▶ **PROBLEM**:
Can you turn every line of the records below into a numbered list, leaving out the blank lines?

▶ **RECORDS SUPPLIED**:
════════════════
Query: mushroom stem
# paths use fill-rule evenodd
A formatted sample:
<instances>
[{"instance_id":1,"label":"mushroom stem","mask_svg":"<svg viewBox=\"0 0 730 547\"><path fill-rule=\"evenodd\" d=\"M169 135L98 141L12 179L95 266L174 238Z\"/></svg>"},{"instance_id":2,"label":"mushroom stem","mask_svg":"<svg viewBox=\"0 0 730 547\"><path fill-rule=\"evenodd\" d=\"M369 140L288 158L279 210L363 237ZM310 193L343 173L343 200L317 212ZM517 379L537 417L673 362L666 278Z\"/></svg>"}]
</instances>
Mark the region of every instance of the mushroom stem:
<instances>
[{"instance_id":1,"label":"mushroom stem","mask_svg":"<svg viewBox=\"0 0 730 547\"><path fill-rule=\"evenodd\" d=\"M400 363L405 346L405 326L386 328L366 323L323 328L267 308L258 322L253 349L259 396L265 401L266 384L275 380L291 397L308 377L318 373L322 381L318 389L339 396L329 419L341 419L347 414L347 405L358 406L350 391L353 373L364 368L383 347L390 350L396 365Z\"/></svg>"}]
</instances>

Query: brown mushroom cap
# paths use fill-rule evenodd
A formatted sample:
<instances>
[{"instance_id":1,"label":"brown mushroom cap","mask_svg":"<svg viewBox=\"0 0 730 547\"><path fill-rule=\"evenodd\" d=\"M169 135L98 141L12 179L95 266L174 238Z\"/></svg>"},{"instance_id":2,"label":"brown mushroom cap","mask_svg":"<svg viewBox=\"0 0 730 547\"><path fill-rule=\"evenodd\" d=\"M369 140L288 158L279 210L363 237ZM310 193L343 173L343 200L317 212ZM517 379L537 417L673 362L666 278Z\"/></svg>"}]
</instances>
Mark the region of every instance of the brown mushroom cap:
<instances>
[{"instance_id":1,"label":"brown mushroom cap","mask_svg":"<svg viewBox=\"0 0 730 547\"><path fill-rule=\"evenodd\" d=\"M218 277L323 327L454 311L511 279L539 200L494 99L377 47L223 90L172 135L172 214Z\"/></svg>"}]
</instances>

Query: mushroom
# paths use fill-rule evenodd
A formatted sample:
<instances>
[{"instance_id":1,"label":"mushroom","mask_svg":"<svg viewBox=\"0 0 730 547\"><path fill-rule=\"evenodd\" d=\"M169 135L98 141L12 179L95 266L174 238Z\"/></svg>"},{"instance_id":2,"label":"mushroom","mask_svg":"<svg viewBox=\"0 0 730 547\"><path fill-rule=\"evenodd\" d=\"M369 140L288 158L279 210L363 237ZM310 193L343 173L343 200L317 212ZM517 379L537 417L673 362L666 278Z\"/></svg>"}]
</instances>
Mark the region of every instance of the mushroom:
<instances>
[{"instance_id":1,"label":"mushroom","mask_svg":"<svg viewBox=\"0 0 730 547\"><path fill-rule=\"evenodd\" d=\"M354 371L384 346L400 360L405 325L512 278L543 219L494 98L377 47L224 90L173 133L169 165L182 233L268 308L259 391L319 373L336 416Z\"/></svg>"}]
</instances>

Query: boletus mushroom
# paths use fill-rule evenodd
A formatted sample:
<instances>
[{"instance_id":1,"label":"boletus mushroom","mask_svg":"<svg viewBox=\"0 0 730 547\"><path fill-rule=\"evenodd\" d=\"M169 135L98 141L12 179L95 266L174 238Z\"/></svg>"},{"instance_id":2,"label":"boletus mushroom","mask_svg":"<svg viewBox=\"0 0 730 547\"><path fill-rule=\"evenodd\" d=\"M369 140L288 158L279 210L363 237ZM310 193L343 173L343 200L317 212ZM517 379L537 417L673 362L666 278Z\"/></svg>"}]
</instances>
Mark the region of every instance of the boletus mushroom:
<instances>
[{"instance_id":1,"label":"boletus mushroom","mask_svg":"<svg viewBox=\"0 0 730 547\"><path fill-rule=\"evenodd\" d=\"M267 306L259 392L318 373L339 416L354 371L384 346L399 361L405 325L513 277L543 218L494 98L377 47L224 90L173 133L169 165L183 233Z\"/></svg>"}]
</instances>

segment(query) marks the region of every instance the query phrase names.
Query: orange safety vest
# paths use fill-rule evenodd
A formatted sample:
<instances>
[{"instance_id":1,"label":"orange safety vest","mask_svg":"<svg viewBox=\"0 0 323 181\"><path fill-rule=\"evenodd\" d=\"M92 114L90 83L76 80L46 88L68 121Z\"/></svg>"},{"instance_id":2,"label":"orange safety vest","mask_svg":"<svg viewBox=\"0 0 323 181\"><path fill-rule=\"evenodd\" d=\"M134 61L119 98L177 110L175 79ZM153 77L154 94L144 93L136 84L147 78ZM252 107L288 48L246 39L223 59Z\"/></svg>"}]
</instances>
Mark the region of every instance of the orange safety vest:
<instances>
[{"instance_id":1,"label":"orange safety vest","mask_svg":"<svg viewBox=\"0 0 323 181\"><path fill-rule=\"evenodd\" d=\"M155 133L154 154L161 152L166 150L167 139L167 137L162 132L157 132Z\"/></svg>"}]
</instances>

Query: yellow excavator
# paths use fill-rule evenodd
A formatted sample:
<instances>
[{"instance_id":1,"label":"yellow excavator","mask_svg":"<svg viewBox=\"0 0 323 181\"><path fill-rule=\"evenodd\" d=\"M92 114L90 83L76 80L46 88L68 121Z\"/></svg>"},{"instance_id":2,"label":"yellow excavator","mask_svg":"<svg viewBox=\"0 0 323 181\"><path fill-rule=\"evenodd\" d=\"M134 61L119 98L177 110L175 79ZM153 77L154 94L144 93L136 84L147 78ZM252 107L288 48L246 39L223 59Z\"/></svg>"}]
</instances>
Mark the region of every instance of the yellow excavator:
════════════════
▶ **THE RESULT**:
1. Query: mushroom stem
2. # paths use fill-rule evenodd
3. A formatted sample:
4. <instances>
5. [{"instance_id":1,"label":"mushroom stem","mask_svg":"<svg viewBox=\"0 0 730 547\"><path fill-rule=\"evenodd\" d=\"M169 135L98 141L12 179L95 266L174 238Z\"/></svg>"},{"instance_id":2,"label":"mushroom stem","mask_svg":"<svg viewBox=\"0 0 730 547\"><path fill-rule=\"evenodd\" d=\"M369 140L288 158L279 210L363 237ZM310 193L343 173L343 200L317 212ZM517 379L537 417L673 362L666 278Z\"/></svg>"}]
6. </instances>
7. Mark the region of every instance of the mushroom stem:
8. <instances>
9. [{"instance_id":1,"label":"mushroom stem","mask_svg":"<svg viewBox=\"0 0 730 547\"><path fill-rule=\"evenodd\" d=\"M400 363L405 346L405 326L386 328L366 323L323 328L267 308L258 322L253 349L259 396L265 401L266 384L275 380L291 397L308 377L318 373L322 381L318 389L339 396L329 419L341 419L347 414L347 405L358 406L350 391L353 373L364 368L383 347L390 350L396 365Z\"/></svg>"}]
10. </instances>
11. Query: brown mushroom cap
12. # paths use fill-rule evenodd
13. A formatted sample:
14. <instances>
15. [{"instance_id":1,"label":"brown mushroom cap","mask_svg":"<svg viewBox=\"0 0 730 547\"><path fill-rule=\"evenodd\" d=\"M169 135L98 141L12 179L95 266L174 238Z\"/></svg>"},{"instance_id":2,"label":"brown mushroom cap","mask_svg":"<svg viewBox=\"0 0 730 547\"><path fill-rule=\"evenodd\" d=\"M369 140L288 158L279 210L363 237ZM310 193L343 173L343 200L317 212ZM517 379L537 417L673 362L666 278Z\"/></svg>"}]
16. </instances>
17. Mark the region of every instance of the brown mushroom cap:
18. <instances>
19. [{"instance_id":1,"label":"brown mushroom cap","mask_svg":"<svg viewBox=\"0 0 730 547\"><path fill-rule=\"evenodd\" d=\"M218 277L323 327L454 311L511 279L539 200L494 99L377 47L223 90L172 135L172 214Z\"/></svg>"}]
20. </instances>
21. Query: mushroom
22. # paths use fill-rule evenodd
23. A formatted sample:
24. <instances>
25. [{"instance_id":1,"label":"mushroom","mask_svg":"<svg viewBox=\"0 0 730 547\"><path fill-rule=\"evenodd\" d=\"M169 135L98 141L12 179L95 266L174 238Z\"/></svg>"},{"instance_id":2,"label":"mushroom","mask_svg":"<svg viewBox=\"0 0 730 547\"><path fill-rule=\"evenodd\" d=\"M369 140L288 158L279 210L363 237ZM310 193L343 173L343 200L317 212ZM517 379L537 417L673 362L666 278Z\"/></svg>"}]
26. </instances>
27. Mark the region of every instance of the mushroom:
28. <instances>
29. [{"instance_id":1,"label":"mushroom","mask_svg":"<svg viewBox=\"0 0 730 547\"><path fill-rule=\"evenodd\" d=\"M354 371L384 346L400 360L405 325L512 278L543 219L494 98L377 47L224 90L173 133L169 165L182 233L268 308L259 391L319 373L336 416Z\"/></svg>"}]
30. </instances>
31. Query: boletus mushroom
32. # paths use fill-rule evenodd
33. A formatted sample:
34. <instances>
35. [{"instance_id":1,"label":"boletus mushroom","mask_svg":"<svg viewBox=\"0 0 730 547\"><path fill-rule=\"evenodd\" d=\"M169 135L98 141L12 179L95 266L174 238Z\"/></svg>"},{"instance_id":2,"label":"boletus mushroom","mask_svg":"<svg viewBox=\"0 0 730 547\"><path fill-rule=\"evenodd\" d=\"M369 140L288 158L279 210L363 237ZM310 193L343 173L343 200L317 212ZM517 379L537 417L673 362L666 278Z\"/></svg>"}]
36. </instances>
37. Mark the region of every instance of the boletus mushroom:
38. <instances>
39. [{"instance_id":1,"label":"boletus mushroom","mask_svg":"<svg viewBox=\"0 0 730 547\"><path fill-rule=\"evenodd\" d=\"M267 306L259 392L318 373L339 416L354 371L384 346L399 361L405 325L513 277L543 218L494 98L377 47L224 90L173 133L169 165L183 233Z\"/></svg>"}]
40. </instances>
41. segment(query) marks the region of every instance the query phrase names.
42. Query: orange safety vest
43. # paths use fill-rule evenodd
44. A formatted sample:
45. <instances>
46. [{"instance_id":1,"label":"orange safety vest","mask_svg":"<svg viewBox=\"0 0 323 181\"><path fill-rule=\"evenodd\" d=\"M92 114L90 83L76 80L46 88L68 121Z\"/></svg>"},{"instance_id":2,"label":"orange safety vest","mask_svg":"<svg viewBox=\"0 0 323 181\"><path fill-rule=\"evenodd\" d=\"M134 61L119 98L177 110L175 79ZM153 77L154 94L144 93L136 84L147 78ZM252 107L288 48L246 39L223 59Z\"/></svg>"}]
47. </instances>
48. Mark the region of every instance of the orange safety vest:
49. <instances>
50. [{"instance_id":1,"label":"orange safety vest","mask_svg":"<svg viewBox=\"0 0 323 181\"><path fill-rule=\"evenodd\" d=\"M155 133L154 154L161 152L166 150L167 139L167 137L162 132L157 132Z\"/></svg>"}]
51. </instances>
52. Query: yellow excavator
53. # paths use fill-rule evenodd
54. A formatted sample:
55. <instances>
56. [{"instance_id":1,"label":"yellow excavator","mask_svg":"<svg viewBox=\"0 0 323 181\"><path fill-rule=\"evenodd\" d=\"M92 114L90 83L76 80L46 88L68 121Z\"/></svg>"},{"instance_id":2,"label":"yellow excavator","mask_svg":"<svg viewBox=\"0 0 323 181\"><path fill-rule=\"evenodd\" d=\"M134 61L119 98L177 110L175 79ZM153 77L154 94L144 93L136 84L147 78ZM252 107L288 48L246 39L223 59Z\"/></svg>"}]
57. </instances>
58. Mark the region of every instance of the yellow excavator:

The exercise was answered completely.